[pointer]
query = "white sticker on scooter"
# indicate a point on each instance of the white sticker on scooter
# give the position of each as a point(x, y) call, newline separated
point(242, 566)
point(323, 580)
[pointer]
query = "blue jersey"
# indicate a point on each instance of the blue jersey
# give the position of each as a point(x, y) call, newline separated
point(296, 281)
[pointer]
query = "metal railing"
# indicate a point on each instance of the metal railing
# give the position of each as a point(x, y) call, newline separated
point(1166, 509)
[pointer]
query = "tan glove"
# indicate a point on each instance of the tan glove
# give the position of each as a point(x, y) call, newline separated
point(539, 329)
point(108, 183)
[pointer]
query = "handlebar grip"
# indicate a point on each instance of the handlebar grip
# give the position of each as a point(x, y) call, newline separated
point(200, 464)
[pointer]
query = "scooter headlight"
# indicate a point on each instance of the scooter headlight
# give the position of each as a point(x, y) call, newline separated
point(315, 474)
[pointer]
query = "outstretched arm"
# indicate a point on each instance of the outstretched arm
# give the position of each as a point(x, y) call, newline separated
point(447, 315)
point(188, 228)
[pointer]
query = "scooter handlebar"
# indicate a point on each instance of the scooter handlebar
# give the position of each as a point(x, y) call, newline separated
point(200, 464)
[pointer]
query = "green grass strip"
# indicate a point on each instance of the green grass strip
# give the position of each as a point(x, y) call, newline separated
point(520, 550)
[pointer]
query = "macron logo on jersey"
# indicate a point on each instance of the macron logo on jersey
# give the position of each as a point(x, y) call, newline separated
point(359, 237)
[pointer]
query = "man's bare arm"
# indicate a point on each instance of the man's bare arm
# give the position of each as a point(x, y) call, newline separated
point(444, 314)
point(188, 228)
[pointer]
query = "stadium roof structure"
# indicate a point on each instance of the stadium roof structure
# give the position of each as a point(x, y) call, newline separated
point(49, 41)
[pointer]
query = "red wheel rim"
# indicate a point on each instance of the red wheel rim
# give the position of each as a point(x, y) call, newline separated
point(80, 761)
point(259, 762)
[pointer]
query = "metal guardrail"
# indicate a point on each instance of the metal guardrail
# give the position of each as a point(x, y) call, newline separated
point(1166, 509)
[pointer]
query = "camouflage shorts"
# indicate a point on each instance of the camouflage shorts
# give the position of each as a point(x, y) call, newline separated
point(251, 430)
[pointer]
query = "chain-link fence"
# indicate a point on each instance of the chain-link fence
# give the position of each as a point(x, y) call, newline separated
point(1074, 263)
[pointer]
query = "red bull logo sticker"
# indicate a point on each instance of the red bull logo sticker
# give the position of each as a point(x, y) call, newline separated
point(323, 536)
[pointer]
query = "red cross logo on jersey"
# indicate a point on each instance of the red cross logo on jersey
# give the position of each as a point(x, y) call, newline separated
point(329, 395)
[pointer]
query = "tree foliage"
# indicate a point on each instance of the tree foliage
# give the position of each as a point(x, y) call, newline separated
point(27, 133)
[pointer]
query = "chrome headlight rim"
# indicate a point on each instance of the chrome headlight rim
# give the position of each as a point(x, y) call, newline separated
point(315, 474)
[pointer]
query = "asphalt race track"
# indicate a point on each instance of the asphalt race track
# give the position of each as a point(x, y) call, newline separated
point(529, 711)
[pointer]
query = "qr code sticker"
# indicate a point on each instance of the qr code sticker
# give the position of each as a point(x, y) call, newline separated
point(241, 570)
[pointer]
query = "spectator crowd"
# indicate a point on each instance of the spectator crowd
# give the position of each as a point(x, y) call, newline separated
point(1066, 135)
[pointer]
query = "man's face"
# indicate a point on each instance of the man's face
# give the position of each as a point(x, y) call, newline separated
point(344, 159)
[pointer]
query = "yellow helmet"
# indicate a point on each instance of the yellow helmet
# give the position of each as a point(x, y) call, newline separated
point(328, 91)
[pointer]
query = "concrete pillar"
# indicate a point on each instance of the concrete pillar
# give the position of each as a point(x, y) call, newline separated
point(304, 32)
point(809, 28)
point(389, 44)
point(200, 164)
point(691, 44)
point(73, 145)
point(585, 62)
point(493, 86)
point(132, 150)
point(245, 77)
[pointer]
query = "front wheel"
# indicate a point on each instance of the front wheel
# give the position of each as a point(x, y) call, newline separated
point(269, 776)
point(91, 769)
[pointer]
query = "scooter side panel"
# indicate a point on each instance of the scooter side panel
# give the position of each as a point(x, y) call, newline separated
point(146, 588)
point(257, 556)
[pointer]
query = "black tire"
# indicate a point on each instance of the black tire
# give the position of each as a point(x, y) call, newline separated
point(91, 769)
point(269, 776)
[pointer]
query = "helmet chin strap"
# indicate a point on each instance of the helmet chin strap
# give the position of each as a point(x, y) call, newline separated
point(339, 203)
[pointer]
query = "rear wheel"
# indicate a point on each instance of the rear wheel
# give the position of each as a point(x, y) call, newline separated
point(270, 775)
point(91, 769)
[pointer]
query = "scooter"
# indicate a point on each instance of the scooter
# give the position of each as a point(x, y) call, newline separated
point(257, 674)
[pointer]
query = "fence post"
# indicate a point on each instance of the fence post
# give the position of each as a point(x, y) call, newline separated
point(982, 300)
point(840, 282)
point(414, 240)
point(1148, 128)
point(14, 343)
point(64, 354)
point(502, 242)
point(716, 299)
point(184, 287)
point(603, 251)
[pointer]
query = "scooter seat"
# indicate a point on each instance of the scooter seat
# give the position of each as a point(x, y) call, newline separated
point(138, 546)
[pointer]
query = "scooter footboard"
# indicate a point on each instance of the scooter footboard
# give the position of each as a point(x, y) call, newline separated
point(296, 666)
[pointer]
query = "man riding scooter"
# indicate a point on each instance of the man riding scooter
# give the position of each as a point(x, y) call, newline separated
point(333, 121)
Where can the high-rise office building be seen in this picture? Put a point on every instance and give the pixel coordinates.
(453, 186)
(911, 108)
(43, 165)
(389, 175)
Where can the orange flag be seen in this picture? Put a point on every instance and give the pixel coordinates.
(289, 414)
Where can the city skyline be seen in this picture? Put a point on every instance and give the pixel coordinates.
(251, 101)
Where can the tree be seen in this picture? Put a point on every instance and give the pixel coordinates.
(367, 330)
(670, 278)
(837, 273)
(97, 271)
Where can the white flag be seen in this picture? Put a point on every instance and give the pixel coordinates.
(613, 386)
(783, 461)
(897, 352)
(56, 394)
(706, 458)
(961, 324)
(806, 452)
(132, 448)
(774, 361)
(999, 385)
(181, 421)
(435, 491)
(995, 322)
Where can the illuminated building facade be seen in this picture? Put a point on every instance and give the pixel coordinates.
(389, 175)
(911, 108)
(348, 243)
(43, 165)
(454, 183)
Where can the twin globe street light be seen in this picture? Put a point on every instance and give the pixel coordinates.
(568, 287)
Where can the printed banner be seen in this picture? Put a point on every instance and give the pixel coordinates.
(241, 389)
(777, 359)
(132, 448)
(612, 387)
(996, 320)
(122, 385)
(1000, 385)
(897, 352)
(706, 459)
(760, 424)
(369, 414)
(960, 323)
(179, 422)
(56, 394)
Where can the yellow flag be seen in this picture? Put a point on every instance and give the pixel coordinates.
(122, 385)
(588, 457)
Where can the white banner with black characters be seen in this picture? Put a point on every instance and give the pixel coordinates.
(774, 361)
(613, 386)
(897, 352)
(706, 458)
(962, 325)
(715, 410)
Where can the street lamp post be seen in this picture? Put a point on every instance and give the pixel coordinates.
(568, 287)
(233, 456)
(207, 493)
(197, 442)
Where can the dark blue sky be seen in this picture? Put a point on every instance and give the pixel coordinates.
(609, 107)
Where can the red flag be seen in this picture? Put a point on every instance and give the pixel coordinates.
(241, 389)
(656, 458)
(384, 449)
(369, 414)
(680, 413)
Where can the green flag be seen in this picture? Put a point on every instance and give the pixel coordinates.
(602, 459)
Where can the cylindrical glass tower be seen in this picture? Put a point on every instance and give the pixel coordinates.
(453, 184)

========================================================================

TASK INSTRUCTIONS: The answer must consist of every line from the records above that holds "chin".

FINISHED EXERCISE:
query = "helmet chin strap"
# indicate a point on each instance of the helmet chin strap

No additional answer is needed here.